GIVEN PROBLEM 1:
In the devotional blog text, whose quote opens the "Surrender 2016" section?
GIVEN PROBLEM 2:
Carry the devotional blog text on from its last line, in the same voice.

TEXT BLOCK:
Surrender 2016

“Surrendering your will to God lies at the very core of whatever grieves you today.” – Wayne Stiles

I copied this quote a while back. I’ve come back to it from time to time- not quite ready to move on. It’s haunting me, dogging me, taunting me, pushing me, stretching me, teaching me.

What?

How does that work?

Am I galvanized in the grief of a lost relationship? Holding on? To what? What once was, but is not now? Or to what I thought once was?

But what never actually was?

Or was it simply for a season and I’m reluctant to let go?

How does that connect to the surrender of my will, which, by the way, I’ve done over and over again.

Why, you ask?

Isn’t it a once and done?

Shouldn’t it be?

Ahh… evidently not for me.

Because I keep grabbing it back in selfish ignorance and then in those moments of lucid vision (light bulb moment) I gingerly give it back to God like it’s a live wire I want nothing to do with anymore.

Haven’t I learned? Shouldn’t I have learned by now?  Shouldn’t we all have learned?

The reality is that learning to surrender completely (meaning it’s finished when you’ve surrendered), is a process. We give up, give in. Easily. Readily.  Then we reach out with our grubby hands and hold on for all we are worth. Because we keep forgetting that surrender is freedom and life.

In Christ.

Alone.

How do you get on with surrender? Is it important to you? Difficult or easy?

Take a look at the exchange between Jeremiah and King Zedekiah and the fulfillment of prophecy from the Lord  in Jeremiah 37-39:6.

I SURRENDER ALL.

 

Advent is here: Do you have enough socks?

As we draw nearer to Christmas, the tensions mount. Our inadequacies become insurmountable stumbling blocks. We don’t want to let anyone down. We want to please everyone. How do we do that with our Long Expected Jesus on our minds and in our hearts? What does being the hands and feet of Jesus to a hurting world look like?

 

Do we have enough Christmas socks for every day of the week?

Do our children have enough?

How many pairs of Santa, Snowflake, Jingle Bell, and Angel earrings do we have?

Do we need another Christmas sweater this year?

Can we eke out one more Christmas with that blue number that’s 20 years old?

If we don’t look like everyday is perfectly full of Christmas Joy they will think we have the bah-humbugs.

How many dozen cookies do we need to drop off at school, salon, pet groomers, etc?

Did we make extra for the kids’ Sunday School teachers?

They would wonder if our child showed up without them. And the next appointment at the salon and the pet groomer’s would be embarrassing because we didn’t get them something.

Did we sign up to help in our child’s class for the “Holiday Party”?

How that’s going to happen with the toddler in tow? They are going to think we don’t have enough money for a baby sitter….

GIVEN DATA:
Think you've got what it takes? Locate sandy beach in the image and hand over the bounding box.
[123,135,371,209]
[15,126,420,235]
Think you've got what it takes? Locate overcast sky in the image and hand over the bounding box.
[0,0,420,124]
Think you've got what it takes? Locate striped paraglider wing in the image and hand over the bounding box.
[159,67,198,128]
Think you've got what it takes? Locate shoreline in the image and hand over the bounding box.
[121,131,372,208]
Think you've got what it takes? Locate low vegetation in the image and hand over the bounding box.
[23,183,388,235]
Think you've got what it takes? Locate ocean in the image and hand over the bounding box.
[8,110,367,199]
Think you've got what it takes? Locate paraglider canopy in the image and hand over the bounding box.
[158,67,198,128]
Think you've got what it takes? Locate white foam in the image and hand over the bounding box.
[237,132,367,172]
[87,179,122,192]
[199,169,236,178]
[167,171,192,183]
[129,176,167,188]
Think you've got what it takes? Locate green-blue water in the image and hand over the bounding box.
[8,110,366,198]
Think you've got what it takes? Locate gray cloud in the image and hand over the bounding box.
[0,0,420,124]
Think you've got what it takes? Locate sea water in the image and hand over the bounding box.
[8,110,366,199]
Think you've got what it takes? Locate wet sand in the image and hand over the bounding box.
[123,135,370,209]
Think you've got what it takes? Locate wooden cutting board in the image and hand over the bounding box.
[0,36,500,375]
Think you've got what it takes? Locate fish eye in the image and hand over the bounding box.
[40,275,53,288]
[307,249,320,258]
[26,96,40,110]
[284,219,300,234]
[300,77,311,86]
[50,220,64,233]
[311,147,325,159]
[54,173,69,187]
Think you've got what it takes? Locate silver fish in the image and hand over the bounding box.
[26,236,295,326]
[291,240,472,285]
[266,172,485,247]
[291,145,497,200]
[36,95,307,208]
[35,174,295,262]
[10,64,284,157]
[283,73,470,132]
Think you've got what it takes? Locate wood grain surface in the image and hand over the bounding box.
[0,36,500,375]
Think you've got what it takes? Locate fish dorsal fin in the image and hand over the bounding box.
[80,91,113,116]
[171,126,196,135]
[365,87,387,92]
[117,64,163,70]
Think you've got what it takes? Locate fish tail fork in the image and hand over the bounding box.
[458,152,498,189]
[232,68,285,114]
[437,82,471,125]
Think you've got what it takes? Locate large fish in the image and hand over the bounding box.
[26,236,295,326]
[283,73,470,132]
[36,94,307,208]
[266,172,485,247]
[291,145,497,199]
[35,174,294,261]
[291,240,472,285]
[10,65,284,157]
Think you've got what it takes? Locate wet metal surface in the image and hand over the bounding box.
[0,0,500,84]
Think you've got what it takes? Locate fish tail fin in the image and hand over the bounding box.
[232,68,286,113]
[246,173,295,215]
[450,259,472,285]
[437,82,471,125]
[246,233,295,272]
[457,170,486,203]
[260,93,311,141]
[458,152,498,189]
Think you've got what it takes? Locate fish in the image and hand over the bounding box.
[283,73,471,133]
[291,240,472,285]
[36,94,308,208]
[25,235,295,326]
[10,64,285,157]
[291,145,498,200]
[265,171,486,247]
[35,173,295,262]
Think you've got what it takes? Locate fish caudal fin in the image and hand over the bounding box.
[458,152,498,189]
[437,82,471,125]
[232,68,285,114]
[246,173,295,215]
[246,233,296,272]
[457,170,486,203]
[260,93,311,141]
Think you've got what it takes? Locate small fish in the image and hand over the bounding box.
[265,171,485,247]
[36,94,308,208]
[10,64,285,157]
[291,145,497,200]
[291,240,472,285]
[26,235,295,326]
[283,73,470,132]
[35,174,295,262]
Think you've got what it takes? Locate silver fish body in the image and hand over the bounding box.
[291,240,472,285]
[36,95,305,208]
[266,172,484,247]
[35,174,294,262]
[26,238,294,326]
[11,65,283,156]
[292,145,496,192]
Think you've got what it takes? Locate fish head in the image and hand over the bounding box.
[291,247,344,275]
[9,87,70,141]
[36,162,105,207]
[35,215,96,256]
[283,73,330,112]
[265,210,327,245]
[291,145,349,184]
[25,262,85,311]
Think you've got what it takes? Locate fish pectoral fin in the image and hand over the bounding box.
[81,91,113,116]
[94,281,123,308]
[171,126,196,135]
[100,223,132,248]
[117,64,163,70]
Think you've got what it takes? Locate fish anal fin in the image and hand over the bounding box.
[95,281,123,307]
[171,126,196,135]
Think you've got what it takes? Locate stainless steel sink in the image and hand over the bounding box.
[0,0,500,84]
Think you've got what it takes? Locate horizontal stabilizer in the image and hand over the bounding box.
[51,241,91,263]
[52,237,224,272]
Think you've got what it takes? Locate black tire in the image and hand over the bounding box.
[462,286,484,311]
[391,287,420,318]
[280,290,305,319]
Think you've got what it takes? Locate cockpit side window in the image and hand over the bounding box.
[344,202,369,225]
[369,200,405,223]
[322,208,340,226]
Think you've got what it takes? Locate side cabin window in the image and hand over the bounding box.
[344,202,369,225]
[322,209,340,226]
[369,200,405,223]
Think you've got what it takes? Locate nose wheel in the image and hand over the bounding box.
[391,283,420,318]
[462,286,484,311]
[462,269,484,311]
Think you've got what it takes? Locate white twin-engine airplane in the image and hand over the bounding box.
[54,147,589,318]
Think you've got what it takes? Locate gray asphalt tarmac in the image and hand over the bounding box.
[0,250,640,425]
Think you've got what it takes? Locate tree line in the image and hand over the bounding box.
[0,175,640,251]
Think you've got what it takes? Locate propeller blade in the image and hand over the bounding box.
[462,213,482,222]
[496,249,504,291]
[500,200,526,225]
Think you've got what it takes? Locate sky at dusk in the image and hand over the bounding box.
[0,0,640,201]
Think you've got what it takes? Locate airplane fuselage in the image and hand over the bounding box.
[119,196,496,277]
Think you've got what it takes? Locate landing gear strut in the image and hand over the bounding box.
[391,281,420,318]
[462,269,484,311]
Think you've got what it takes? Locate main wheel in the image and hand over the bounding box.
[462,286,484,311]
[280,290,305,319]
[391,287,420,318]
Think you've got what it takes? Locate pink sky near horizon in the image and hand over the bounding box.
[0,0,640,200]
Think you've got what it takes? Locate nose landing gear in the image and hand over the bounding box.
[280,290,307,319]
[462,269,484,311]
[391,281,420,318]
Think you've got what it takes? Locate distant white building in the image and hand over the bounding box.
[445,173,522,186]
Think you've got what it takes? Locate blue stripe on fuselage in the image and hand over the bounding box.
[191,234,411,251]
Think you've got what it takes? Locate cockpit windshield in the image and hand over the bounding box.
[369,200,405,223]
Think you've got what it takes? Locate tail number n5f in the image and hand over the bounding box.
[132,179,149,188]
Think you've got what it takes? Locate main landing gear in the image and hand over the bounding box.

RESPONSE 1:
Wayne Stiles

RESPONSE 2:
Have we gotten every teacher on our children’s gift list a present?

Oh, and mustn’t forget the principal, the assistant principal the secretary and attendance clerk! And the school nurse- since our little darlings visit at least three times a week. After all, what will they think if we don’t?

Are we the practice coach for the high school choir Christmas musical?

If we don’t help out the musical won’t sound as good as it did last year and it will reflect on us.

Did we make enough candy, cookies, snack mix, cakes for our husbands to take to work?

Did we make a double batch of each to take to our work?

You know our husbands and co-workers so look forward to our goodies we make every year!! They will think we don’t care anymore or that something’s wrong.

Have we made a list of Christmas card recipients we want to make sure we don’t forget?

How about putting them in a database on the computer so we’ll have them for future reference?

Where are the cards we received last year? 

You know we must send them a card this year, etiquette, you know.

Did we schedule a time for pictures with Santa for the kids?

Did we buy Christmas outfits for every child for the pictures?

What would the grandparents think if we didn’t send them the annual picture- they would think we forgot them on purpose. Boy, would that make for a very happy Christmas Dinner. Remember last Valentine’s day when we forgot to mail the cards? Don’t want a repeat of that conversation.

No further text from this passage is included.